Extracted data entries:
◆ ◆ ◆ ◆ ◆ ◆ ◆

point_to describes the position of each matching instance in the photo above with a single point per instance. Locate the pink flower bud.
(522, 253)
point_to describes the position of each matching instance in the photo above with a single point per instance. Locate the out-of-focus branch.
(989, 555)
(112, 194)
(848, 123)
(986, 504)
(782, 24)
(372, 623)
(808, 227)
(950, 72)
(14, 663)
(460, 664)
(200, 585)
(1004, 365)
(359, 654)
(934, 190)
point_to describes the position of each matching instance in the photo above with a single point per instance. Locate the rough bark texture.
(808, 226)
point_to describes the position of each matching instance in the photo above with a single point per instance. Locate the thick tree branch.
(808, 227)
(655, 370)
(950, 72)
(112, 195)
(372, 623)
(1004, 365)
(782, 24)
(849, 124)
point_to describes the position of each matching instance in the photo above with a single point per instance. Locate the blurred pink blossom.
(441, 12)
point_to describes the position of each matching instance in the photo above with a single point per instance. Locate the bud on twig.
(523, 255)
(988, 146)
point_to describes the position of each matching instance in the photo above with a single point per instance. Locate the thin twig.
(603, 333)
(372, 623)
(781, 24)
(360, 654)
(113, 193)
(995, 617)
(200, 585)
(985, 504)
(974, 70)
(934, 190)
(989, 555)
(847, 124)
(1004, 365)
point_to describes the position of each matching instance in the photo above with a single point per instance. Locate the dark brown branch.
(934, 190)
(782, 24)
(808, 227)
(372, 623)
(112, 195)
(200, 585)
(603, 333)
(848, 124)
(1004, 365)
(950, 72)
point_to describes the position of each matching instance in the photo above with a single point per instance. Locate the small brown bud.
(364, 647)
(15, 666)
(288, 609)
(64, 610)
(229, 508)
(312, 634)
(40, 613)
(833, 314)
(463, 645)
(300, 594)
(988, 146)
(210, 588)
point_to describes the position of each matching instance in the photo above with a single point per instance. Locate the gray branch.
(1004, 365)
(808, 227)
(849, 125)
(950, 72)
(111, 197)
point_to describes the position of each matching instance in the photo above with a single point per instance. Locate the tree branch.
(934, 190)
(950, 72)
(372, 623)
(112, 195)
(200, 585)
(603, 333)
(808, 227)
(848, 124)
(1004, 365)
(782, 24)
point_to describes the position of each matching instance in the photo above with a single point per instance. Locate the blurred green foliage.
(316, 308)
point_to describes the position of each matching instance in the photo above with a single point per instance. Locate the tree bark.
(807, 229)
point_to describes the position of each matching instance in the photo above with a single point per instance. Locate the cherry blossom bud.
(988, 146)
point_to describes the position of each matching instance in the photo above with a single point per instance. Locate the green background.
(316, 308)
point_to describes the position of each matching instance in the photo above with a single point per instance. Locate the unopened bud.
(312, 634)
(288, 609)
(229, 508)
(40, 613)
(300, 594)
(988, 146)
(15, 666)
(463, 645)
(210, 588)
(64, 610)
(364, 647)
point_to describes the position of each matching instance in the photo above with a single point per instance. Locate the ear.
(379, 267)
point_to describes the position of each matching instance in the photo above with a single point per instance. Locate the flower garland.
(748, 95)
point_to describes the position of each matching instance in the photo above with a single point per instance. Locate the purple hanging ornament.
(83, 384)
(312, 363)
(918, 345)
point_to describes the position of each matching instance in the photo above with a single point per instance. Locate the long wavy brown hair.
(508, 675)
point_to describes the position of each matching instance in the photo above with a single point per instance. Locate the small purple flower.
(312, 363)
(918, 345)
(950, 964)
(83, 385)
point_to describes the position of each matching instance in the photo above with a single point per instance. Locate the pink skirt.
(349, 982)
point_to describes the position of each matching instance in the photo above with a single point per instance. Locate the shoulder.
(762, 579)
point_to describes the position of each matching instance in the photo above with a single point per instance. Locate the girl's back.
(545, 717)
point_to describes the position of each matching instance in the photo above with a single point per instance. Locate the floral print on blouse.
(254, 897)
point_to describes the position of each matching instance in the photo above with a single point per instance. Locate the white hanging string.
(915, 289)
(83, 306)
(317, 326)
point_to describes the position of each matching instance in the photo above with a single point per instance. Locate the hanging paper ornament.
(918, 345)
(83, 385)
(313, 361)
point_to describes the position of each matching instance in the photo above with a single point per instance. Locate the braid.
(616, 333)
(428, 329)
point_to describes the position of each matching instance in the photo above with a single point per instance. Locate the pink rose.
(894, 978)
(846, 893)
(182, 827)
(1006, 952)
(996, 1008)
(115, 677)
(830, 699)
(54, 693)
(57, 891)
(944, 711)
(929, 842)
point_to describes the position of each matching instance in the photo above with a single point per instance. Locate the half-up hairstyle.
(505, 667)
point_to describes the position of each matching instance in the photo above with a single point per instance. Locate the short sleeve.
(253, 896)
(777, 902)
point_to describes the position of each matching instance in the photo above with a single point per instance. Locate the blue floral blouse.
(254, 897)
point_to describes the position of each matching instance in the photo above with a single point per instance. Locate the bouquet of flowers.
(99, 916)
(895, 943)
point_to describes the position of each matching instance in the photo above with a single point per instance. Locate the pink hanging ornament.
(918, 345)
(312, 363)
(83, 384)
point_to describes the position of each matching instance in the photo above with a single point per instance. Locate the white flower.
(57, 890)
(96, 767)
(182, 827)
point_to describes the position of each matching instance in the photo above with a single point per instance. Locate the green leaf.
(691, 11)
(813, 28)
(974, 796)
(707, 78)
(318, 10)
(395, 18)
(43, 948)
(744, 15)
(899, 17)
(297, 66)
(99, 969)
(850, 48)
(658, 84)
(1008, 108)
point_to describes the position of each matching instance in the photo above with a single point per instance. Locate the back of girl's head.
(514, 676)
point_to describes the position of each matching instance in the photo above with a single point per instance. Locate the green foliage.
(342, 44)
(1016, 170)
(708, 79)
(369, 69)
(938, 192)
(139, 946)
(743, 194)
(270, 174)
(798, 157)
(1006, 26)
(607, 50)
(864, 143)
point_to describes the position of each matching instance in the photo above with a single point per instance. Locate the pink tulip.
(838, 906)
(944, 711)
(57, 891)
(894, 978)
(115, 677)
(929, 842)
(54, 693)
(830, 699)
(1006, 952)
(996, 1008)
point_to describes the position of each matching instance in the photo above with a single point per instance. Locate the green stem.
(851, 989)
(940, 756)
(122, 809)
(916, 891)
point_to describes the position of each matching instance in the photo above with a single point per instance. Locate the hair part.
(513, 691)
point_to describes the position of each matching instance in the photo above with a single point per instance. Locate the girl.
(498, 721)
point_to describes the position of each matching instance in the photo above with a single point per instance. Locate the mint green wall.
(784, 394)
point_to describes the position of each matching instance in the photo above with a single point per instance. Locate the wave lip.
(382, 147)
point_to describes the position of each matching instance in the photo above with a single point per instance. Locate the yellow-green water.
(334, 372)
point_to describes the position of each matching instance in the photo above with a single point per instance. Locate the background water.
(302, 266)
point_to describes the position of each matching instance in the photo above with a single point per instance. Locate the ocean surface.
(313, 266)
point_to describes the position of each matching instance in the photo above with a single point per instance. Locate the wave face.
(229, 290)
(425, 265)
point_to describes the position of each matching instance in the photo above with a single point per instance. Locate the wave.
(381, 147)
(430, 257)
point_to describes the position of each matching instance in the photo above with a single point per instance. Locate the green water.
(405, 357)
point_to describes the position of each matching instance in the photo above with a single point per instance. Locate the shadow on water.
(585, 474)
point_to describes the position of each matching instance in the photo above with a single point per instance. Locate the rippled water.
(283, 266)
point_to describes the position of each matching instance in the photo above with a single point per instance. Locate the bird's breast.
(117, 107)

◆ ◆ ◆ ◆ ◆ ◆ ◆

__What is being asked__: Exactly as written, please output every entry.

__Output for this task__:
point_to describes the position of each matching instance in the photo above with a single point per instance. Locate the pink flower bud.
(522, 253)
point_to describes the position of each matching instance in the photo above with a single point per instance. Locate the out-of-focus branch.
(989, 555)
(112, 194)
(848, 123)
(986, 504)
(782, 24)
(372, 623)
(808, 227)
(950, 72)
(14, 663)
(460, 664)
(200, 585)
(1004, 365)
(359, 654)
(934, 190)
point_to describes the position of each matching instance in the photo above with a single point per instance. Locate the rough bark texture.
(808, 226)
point_to describes the position of each matching instance in the photo above with a single point per instance. Locate the thick tree branch.
(808, 227)
(655, 370)
(950, 72)
(112, 195)
(372, 623)
(1004, 365)
(782, 24)
(849, 124)
point_to describes the position of each matching instance in the photo above with a single point per instance. Locate the blurred pink blossom.
(441, 12)
point_to describes the position of each matching instance in the photo above with a single point per instance. Locate the bud on twig.
(523, 255)
(988, 146)
point_to describes the position of each matching instance in the photo above with a single point per instance. Locate the thin twig.
(603, 333)
(372, 623)
(781, 24)
(360, 654)
(113, 193)
(995, 617)
(200, 585)
(985, 504)
(974, 70)
(934, 190)
(989, 555)
(847, 124)
(1004, 365)
point_to describes the position of each matching instance in the photo above with a single point per instance. Locate the dark brown branch.
(934, 190)
(782, 24)
(808, 227)
(372, 623)
(112, 195)
(200, 585)
(603, 333)
(848, 124)
(1004, 365)
(950, 72)
point_to describes the position of each matching instance in the photo above with a single point per instance. Locate the small brown bud.
(364, 647)
(15, 666)
(288, 609)
(64, 610)
(229, 508)
(312, 634)
(40, 613)
(833, 314)
(463, 645)
(300, 594)
(988, 146)
(210, 588)
point_to describes the position of each matching instance in the photo above with a single point per instance. Locate the gray branch.
(1004, 365)
(808, 227)
(849, 125)
(950, 72)
(111, 197)
point_to describes the position of each matching instance in the photo above with a single point per instance. Locate the tree branch.
(934, 190)
(950, 72)
(372, 623)
(112, 195)
(200, 585)
(603, 333)
(808, 227)
(848, 124)
(1004, 365)
(782, 24)
point_to describes the position of each matching instance in the photo above with a single point per instance. Locate the blurred green foliage.
(316, 308)
point_to describes the position of each matching instance in the photo above with a single point per instance. Locate the tree bark.
(807, 229)
point_to describes the position of each matching instance in the photo above with a single point per instance. Locate the cherry blossom bud.
(988, 146)
point_to describes the position of each matching instance in the photo above with a single point per instance. Locate the green background.
(316, 308)
point_to describes the position of each matching instance in the photo above with a single point per instance. Locate the unopened bud.
(312, 634)
(288, 609)
(229, 508)
(40, 613)
(300, 594)
(988, 146)
(15, 666)
(463, 645)
(210, 588)
(64, 610)
(364, 647)
point_to describes the position of each matching instance in the photo above with a single point per instance. Locate the ear.
(379, 267)
point_to describes the position of each matching instance in the photo above with a single point per instance. Locate the flower garland.
(748, 95)
point_to describes the position of each matching instance in the photo above with a single point per instance. Locate the purple hanging ornament.
(83, 384)
(312, 363)
(918, 345)
point_to describes the position of each matching instance in the photo above with a single point per instance. Locate the long wavy brown hair.
(508, 675)
point_to describes the position of each matching instance in the photo above with a single point per instance. Locate the small purple flower.
(312, 363)
(918, 345)
(950, 964)
(83, 385)
point_to describes the position of each matching instance in the photo above with a single point per instance. Locate the pink skirt.
(349, 982)
point_to describes the position of each matching instance in the photo above with a single point per instance. Locate the shoulder.
(762, 579)
point_to describes the position of each matching instance in the photo above with a single point per instance. Locate the girl's back.
(545, 717)
point_to describes the position of each matching instance in the photo above with a single point per instance. Locate the floral print on blouse.
(254, 897)
point_to describes the position of each matching instance in the photo above with a single point per instance. Locate the white hanging string.
(915, 289)
(83, 306)
(317, 326)
point_to describes the position of each matching instance in the photo above with a single point per instance. Locate the hanging paper ornament.
(918, 345)
(83, 385)
(313, 361)
point_to describes the position of each matching instance in the photo above with a single point per instance. Locate the braid.
(616, 333)
(428, 329)
point_to describes the position of each matching instance in the photo above with a single point per instance. Locate the pink rose.
(894, 978)
(846, 893)
(182, 827)
(1006, 952)
(996, 1008)
(115, 677)
(830, 699)
(54, 693)
(57, 891)
(944, 711)
(929, 842)
point_to describes the position of each matching instance in the photo above with a single point per instance. Locate the half-up hairstyle.
(505, 667)
point_to describes the position of each matching instance in the photo above with a single point per instance. Locate the short sleeve.
(253, 896)
(777, 902)
point_to describes the position of each matching instance in the photo above with a single point per instance. Locate the blue floral blouse.
(254, 897)
point_to describes the position of each matching instance in the photo above with a single point per instance. Locate the bouquet of flowers.
(99, 916)
(895, 943)
point_to describes the position of each matching instance in the photo above with a single point per instance. Locate the pink hanging ornament.
(918, 345)
(312, 363)
(83, 384)
point_to describes the position of each matching instance in the photo above with a single point per instance. Locate the white flower.
(57, 890)
(96, 767)
(182, 827)
point_to describes the position of each matching instance in the photo above with a single point per instance. Locate the green leaf.
(691, 11)
(813, 28)
(974, 796)
(707, 78)
(318, 10)
(395, 18)
(43, 948)
(744, 15)
(899, 17)
(297, 66)
(99, 969)
(850, 48)
(658, 84)
(1008, 108)
point_to describes the position of each matching instance in the photo above with a single point per instance. Locate the back of girl's head.
(514, 676)
point_to describes the position of each matching instance in the photo above with a single point per instance. Locate the green foliage.
(342, 44)
(1016, 170)
(708, 79)
(369, 69)
(938, 192)
(139, 946)
(743, 194)
(270, 174)
(798, 157)
(1006, 26)
(607, 50)
(864, 143)
point_to describes the position of each matching instance in the photo above with a single point per instance. Locate the pink tulip.
(838, 906)
(944, 711)
(57, 891)
(894, 978)
(115, 677)
(929, 842)
(54, 693)
(830, 699)
(1006, 952)
(996, 1008)
point_to describes the position of each matching instance in the photo above with a single point per instance. Locate the green stem.
(851, 989)
(940, 756)
(122, 809)
(916, 891)
point_to describes the position of each matching instance in the photo above with a single point per instance. Locate the hair part.
(513, 691)
point_to describes the position of each matching instance in the photo above with a single point per instance. Locate the girl.
(498, 721)
point_to describes the position of each matching instance in the photo above with a single point per instance. Locate the mint green wall.
(784, 394)
point_to describes the position of each matching instance in the photo above with a single point per instance. Locate the wave lip.
(382, 147)
point_to describes the position of each matching instance in the photo above with a single point per instance. Locate the yellow-green water.
(334, 372)
point_to describes the position of each matching instance in the photo above with a single point per instance. Locate the background water.
(302, 266)
point_to describes the position of each matching instance in the photo above with a single point per instance. Locate the ocean surface.
(313, 266)
point_to describes the position of each matching instance in the photo above with a single point per instance. Locate the wave face.
(229, 290)
(425, 265)
point_to describes the position of each matching instance in the photo above with a single point per instance. Locate the wave.
(381, 147)
(430, 257)
point_to describes the position of each matching instance in the photo above with a single point per instance. Locate the green water.
(405, 357)
point_to describes the position of each matching instance in the photo above with a single point per instance. Locate the shadow on water.
(585, 474)
point_to describes the position of each matching instance in the photo above with a single point per instance. Locate the rippled water.
(283, 266)
point_to describes the position of each matching instance in the photo above with a single point per instance. Locate the bird's breast.
(117, 107)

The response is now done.